→ Instructions for the task: Count the lines below that contain the string "metal", treating uppercase and lowercase letters as distinct, and give only the number.

→ Provided information:

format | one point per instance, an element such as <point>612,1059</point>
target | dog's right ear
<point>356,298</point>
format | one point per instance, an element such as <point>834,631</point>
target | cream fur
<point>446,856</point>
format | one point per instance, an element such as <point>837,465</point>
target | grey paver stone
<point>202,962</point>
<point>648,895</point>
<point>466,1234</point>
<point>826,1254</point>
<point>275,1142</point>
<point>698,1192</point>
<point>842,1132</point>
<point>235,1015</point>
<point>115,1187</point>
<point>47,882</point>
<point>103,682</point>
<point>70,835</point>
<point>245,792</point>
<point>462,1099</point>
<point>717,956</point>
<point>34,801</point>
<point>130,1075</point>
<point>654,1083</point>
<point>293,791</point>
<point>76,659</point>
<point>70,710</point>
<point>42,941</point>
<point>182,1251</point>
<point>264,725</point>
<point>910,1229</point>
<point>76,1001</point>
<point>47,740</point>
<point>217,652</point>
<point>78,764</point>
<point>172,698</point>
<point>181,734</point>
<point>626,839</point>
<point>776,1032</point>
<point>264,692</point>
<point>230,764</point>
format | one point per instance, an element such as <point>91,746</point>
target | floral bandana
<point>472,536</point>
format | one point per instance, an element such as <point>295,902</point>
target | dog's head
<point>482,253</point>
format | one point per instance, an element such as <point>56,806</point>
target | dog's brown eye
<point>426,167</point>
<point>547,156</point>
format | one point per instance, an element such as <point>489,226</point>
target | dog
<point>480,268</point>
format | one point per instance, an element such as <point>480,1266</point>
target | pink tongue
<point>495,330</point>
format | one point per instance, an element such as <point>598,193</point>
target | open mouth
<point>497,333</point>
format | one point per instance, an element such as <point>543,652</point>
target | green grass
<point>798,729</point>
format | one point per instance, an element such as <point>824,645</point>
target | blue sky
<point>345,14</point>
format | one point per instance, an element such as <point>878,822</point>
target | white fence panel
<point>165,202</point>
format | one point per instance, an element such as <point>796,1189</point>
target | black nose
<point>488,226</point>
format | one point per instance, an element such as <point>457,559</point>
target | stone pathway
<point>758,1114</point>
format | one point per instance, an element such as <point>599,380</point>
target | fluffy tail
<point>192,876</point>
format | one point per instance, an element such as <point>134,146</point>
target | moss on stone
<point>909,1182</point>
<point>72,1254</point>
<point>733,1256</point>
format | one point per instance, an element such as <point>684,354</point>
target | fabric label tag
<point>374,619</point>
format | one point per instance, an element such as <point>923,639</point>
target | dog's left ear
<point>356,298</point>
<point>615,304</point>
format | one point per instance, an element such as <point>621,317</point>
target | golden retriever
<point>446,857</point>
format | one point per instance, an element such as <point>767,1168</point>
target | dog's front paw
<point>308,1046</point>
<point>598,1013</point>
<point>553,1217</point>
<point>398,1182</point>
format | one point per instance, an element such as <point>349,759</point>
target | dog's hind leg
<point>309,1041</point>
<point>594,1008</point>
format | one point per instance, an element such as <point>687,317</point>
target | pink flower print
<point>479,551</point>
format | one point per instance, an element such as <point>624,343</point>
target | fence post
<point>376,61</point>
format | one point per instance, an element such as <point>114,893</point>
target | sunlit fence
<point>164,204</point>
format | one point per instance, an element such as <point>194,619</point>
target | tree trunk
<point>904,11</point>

* * *

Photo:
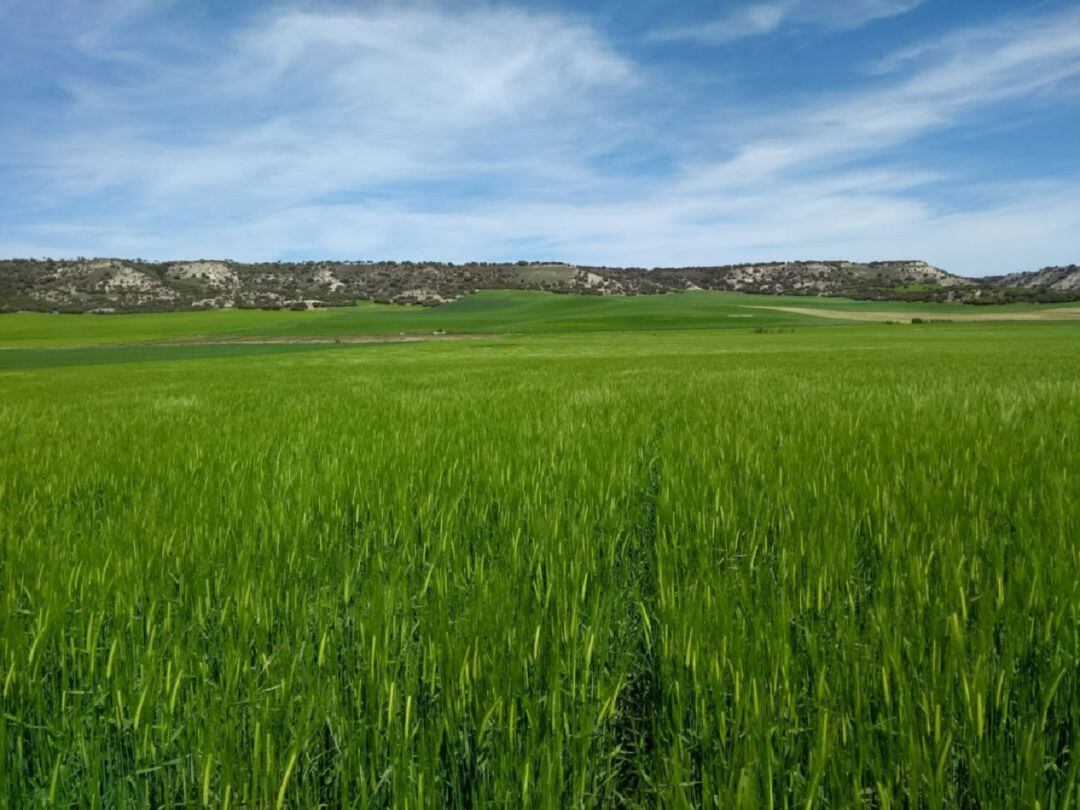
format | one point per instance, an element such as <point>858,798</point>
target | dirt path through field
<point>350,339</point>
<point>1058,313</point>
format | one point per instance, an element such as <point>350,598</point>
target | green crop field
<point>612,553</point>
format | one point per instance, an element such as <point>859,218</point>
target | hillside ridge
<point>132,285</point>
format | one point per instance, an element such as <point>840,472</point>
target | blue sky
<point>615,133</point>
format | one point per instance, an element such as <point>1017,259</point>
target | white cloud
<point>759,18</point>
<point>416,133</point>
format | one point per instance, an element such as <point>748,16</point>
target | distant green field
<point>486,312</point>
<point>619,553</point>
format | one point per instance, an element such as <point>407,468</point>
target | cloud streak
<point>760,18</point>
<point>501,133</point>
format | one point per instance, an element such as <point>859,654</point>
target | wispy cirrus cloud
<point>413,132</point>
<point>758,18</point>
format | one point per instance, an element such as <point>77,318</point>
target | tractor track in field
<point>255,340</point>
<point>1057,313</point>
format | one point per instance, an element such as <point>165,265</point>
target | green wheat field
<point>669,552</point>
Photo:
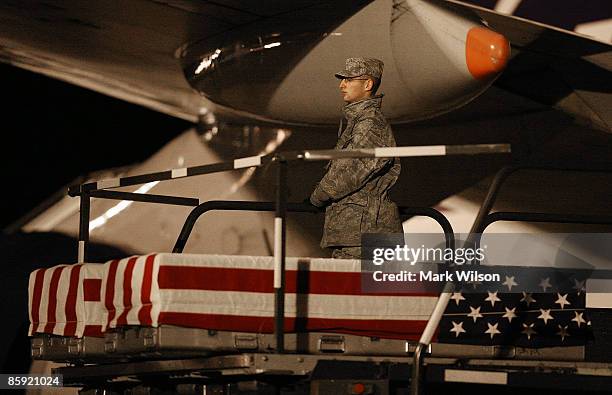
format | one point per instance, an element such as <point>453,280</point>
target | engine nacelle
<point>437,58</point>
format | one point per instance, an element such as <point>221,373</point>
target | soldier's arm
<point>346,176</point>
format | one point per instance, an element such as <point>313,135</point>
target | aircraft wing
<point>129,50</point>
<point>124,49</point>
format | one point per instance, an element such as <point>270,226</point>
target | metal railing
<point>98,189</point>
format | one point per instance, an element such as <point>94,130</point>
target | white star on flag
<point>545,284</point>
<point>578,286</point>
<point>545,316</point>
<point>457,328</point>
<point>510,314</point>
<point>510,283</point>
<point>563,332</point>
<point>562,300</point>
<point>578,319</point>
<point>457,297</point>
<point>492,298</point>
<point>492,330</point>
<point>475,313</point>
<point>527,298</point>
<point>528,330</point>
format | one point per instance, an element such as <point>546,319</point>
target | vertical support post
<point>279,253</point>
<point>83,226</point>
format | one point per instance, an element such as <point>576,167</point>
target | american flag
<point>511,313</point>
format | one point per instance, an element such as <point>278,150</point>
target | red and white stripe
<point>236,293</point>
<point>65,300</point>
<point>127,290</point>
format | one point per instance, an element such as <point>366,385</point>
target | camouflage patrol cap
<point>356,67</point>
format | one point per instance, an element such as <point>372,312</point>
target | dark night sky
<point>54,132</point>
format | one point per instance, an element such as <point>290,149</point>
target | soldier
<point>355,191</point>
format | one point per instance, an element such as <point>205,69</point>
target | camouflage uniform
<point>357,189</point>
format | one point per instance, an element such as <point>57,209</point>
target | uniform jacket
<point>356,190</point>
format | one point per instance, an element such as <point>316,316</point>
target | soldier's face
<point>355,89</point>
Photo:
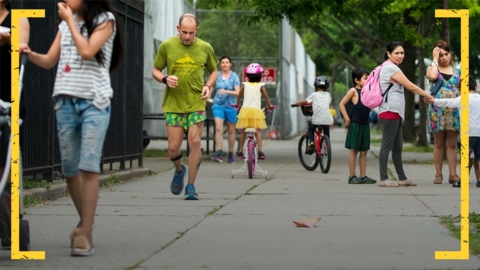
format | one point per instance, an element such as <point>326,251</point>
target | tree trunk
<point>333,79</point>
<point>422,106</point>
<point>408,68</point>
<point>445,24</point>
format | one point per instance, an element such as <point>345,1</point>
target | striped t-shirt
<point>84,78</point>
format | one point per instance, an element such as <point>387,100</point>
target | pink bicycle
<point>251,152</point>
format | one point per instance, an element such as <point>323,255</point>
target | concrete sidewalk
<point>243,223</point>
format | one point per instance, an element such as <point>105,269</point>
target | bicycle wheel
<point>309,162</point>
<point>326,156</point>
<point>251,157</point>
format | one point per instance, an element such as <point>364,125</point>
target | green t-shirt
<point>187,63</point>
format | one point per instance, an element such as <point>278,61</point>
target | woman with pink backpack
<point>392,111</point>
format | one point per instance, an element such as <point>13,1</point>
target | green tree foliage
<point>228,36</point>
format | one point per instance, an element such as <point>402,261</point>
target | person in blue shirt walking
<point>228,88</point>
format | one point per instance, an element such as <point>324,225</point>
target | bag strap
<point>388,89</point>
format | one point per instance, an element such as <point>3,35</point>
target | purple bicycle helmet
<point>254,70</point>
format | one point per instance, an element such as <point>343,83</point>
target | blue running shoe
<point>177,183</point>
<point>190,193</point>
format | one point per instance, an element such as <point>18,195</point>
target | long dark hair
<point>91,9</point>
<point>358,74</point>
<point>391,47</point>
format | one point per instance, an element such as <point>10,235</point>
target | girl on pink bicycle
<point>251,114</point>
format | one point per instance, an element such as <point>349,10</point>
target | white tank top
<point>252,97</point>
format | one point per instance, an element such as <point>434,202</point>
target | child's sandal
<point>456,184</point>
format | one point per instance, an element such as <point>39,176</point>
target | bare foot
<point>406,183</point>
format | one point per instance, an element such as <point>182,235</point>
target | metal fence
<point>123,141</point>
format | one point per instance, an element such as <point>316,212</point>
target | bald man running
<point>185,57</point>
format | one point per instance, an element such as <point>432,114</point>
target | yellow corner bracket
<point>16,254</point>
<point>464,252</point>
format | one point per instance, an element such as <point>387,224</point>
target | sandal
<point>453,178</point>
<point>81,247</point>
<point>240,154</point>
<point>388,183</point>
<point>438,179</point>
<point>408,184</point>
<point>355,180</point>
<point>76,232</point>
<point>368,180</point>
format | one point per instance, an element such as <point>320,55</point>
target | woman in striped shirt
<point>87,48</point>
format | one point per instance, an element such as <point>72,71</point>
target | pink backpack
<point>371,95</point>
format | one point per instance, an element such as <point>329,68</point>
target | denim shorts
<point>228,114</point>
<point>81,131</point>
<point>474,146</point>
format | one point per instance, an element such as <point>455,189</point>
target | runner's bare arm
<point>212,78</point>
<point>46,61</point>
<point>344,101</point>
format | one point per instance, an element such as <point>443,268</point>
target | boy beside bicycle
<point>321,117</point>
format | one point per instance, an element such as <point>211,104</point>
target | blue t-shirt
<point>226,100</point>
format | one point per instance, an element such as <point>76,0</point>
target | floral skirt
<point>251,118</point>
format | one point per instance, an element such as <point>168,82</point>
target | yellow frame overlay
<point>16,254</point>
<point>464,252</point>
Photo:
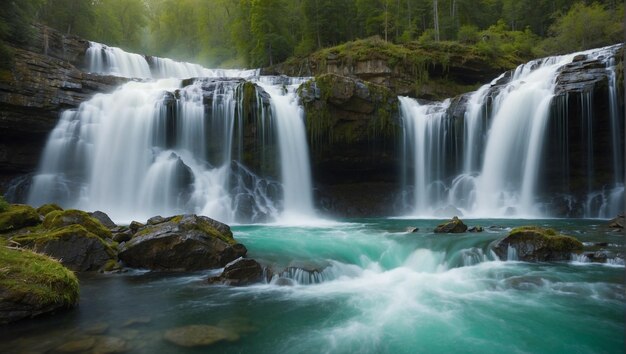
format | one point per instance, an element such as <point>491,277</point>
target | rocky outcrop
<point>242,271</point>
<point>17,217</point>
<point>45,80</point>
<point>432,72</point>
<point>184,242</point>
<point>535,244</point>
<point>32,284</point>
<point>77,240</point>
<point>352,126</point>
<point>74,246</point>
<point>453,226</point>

→ Response: 2